§ **YOUR TASK**: All of the data must be output exactly, with every picture left out.

§ **RECORDS SHOWN**:
- - - -

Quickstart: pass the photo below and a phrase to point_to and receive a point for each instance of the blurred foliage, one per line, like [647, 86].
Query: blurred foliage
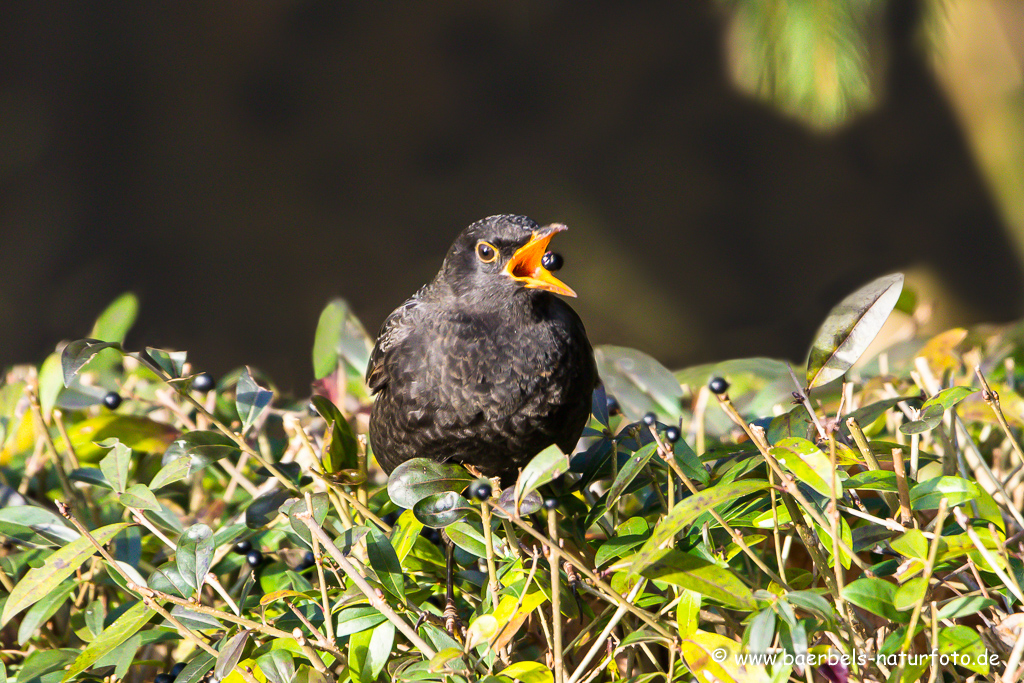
[839, 522]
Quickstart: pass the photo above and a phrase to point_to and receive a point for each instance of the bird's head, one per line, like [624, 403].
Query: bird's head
[501, 255]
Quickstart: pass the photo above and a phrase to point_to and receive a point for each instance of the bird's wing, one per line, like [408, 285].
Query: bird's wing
[395, 328]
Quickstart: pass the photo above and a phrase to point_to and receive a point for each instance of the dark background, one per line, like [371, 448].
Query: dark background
[238, 164]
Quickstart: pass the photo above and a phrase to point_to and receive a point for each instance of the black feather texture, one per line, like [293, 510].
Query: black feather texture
[478, 369]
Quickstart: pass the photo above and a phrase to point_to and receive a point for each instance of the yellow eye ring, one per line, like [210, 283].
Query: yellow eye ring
[486, 252]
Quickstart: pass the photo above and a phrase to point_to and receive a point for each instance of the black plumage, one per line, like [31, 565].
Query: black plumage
[484, 366]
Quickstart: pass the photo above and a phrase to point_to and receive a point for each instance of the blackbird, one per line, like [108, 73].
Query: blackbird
[484, 366]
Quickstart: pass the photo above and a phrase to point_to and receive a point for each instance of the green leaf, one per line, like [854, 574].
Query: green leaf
[39, 664]
[58, 566]
[439, 510]
[701, 577]
[175, 470]
[912, 544]
[639, 383]
[528, 672]
[369, 651]
[385, 563]
[195, 554]
[967, 644]
[170, 361]
[417, 478]
[928, 495]
[875, 595]
[138, 496]
[630, 534]
[629, 471]
[251, 399]
[202, 447]
[543, 468]
[965, 606]
[278, 666]
[124, 628]
[687, 510]
[850, 328]
[467, 537]
[197, 668]
[354, 620]
[341, 451]
[43, 610]
[528, 504]
[688, 612]
[115, 465]
[117, 318]
[230, 652]
[948, 397]
[41, 525]
[404, 532]
[321, 506]
[195, 620]
[812, 602]
[77, 353]
[261, 511]
[908, 594]
[807, 463]
[339, 336]
[761, 631]
[928, 420]
[872, 480]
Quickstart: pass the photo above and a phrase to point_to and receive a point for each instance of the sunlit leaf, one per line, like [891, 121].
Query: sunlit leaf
[77, 353]
[230, 652]
[58, 566]
[850, 328]
[278, 666]
[543, 468]
[339, 336]
[195, 554]
[686, 511]
[124, 628]
[439, 510]
[701, 577]
[639, 382]
[251, 399]
[417, 478]
[117, 318]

- - - -

§ **TASK RESULT**:
Quickstart: pass the photo below and a phrase to point_to and receive a point for each instance of the blurred foliage, one per line, like [647, 86].
Query: blurred foliage
[839, 522]
Quickstart: pass the photo above and a phrase to point_to and receive a point for each instance of the bird's head, one per line, like [624, 403].
Query: bird's head
[501, 255]
Quickstart: pass the photo above and a phrase to point_to and receive a point for each instance of the bird's wing, one per line, like [408, 285].
Query: bird's wing
[395, 328]
Quickstart: pass the photo above and a phrase to point_to and receive a point for each instance of the dark background, one per line, like [371, 448].
Query: dark background
[238, 164]
Quickstart: pass the photo above and a phrase to point_to and receive a point for each instance of the black feather texture, one per line, like [293, 510].
Query: black feather texture
[478, 369]
Quickstart: pass the photo above and a phrase to point_to and receive a point for each instance of the yellow eye ring, one per line, like [210, 283].
Query: yellow eye ring
[486, 252]
Quickstart: pass the photo above and a phrase to point_to and receive a point for each instance of the black plumage, one per line, like [31, 565].
Query: black plumage
[484, 366]
Quickstart: pass the photo above and a phrase to point_to and receive a point for each instance of the blackbird, one per line, like [108, 73].
Query: blackbird
[484, 366]
Quickstart: pass the photo above and a phrase to point_to and receive a point for each instance of the green leaf, one per line, like [854, 574].
Query: green leaf
[39, 664]
[58, 566]
[439, 510]
[701, 577]
[175, 470]
[912, 544]
[639, 383]
[528, 672]
[369, 651]
[385, 563]
[195, 554]
[967, 644]
[170, 361]
[417, 478]
[928, 495]
[875, 595]
[138, 496]
[630, 534]
[629, 471]
[251, 399]
[202, 447]
[543, 468]
[965, 606]
[278, 666]
[124, 628]
[687, 510]
[850, 328]
[467, 537]
[197, 668]
[354, 620]
[341, 451]
[43, 610]
[528, 504]
[688, 612]
[115, 465]
[117, 318]
[230, 652]
[948, 397]
[41, 525]
[404, 532]
[321, 506]
[195, 620]
[812, 602]
[77, 353]
[261, 511]
[908, 594]
[807, 463]
[339, 336]
[761, 631]
[928, 420]
[872, 480]
Quickstart: pass the photo above and a phrase to point_to and receive a point for each instance of the sunlit leaf, one per line, like [891, 121].
Query: sunlit leaf
[77, 353]
[230, 652]
[58, 566]
[850, 328]
[278, 666]
[543, 468]
[339, 336]
[195, 554]
[686, 511]
[124, 628]
[439, 510]
[701, 577]
[639, 382]
[251, 399]
[417, 478]
[117, 318]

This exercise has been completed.